WHAT YOU NEED TO DO
• A. Name every column that the CSV export in the Rightmove scraping text writes, using the field names from its code.
• B. Answer these questions from the Rightmove scraping text, marking each answer like its question:
(i) What index value does page 3 of the results use?
(ii) Which suffix is removed from the agent's phone text?
(iii) Which key inside window.PAGE_MODEL holds the property fields as structured JSON?

SOURCE TEXT
The loop checks every span in the card for the " by " substring. Once found, the regex captures the agent name and location. The second regex strips any date suffixes that occasionally appear at the end.

The agent's phone number lives in a desktop phone link element. The text includes "Local call rate" as a suffix that needs to be removed:

    phone_el = card.select_one("a[class*='phoneLinkDesktop']")
    phone_text = ""
    if phone_el:
        phone_text = phone_el.get_text(strip=True).replace("Local call rate", "").strip()

Price text needs cleaning too. Rightmove prepends promotional labels like "FEATURED PROPERTY", "PREMIUM LISTING", "Guide Price", and "NEW HOME" to the actual price value. A regex strips all of them:

    price_text = price_el.get_text(strip=True) if price_el else ""
    price_text = re.sub(
        r"(FEATURED[A-Z\s\-]*|PREMIUM LISTING|Premium Listing|Guide Price|NEW HOME)",
        "", price_text
    ).strip()

Paginating Through All Results

Rightmove's pagination uses an index query parameter. Page 1 has index=0, page 2 has index=24, page 3 has index=48. The formula is index = (page - 1) * 24.

The scraper loops through a configurable number of pages and accumulates unique listings across all of them. With TOTAL_PAGES = 5, it processes the first 120 results (after deduplication). Set it to 42 for a full Central London scrape covering all 5,000+ listings.

Export to CSV

After all pages are processed, the script writes all collected listings to CSV with seven columns:

with open("listings.csv", "w", newline="", encoding="utf-8") as f:
    writer = csv.DictWriter(
        f, fieldnames=["address", "price", "property_type", "bedrooms", "agent", "phone", "url"]
    )
    writer.writeheader()
    writer.writerows(all_listings)

print(f"\nTotal: {len(all_listings)} listings saved to listings.csv")

Running the script against 5 pages of Central London results produces 125 unique listings with clean data across all seven columns.

CSV output showing scraped Rightmove listings with address, price, property type, bedrooms, agent, phone, and URL columns

The full script is available as scrapeListings.py in the GitHub repository.

Scraping Rightmove Property Details

Individual property pages contain far more data than the listings cards. Full description, exact postcode, price per square foot, bathroom count, property size in sqft, tenure type (freehold or leasehold), nearest transport stations with distances. All of it.

And none of it requires HTML parsing. Rightmove embeds a window.PAGE_MODEL JavaScript object in the page source. The propertyData key inside it holds every field as structured JSON, ready to parse with json.loads.

Extracting the PAGE_MODEL JSON

The scraper fetches the property page through Scrape.do (basic request, 1 credit), then scans through <script> tags looking for the one that contains window.PAGE_MODEL:

import requests
from bs4 import BeautifulSoup
import urllib.parse
import json

TOKEN = "<your_token>"

DATA EXTRACT

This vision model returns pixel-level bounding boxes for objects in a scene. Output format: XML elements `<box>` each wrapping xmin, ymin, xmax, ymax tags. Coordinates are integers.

ANSWER LIST
• A. address, price, property_type, bedrooms, agent, phone, url

• B.
(i) 48
(ii) "Local call rate"
(iii) propertyData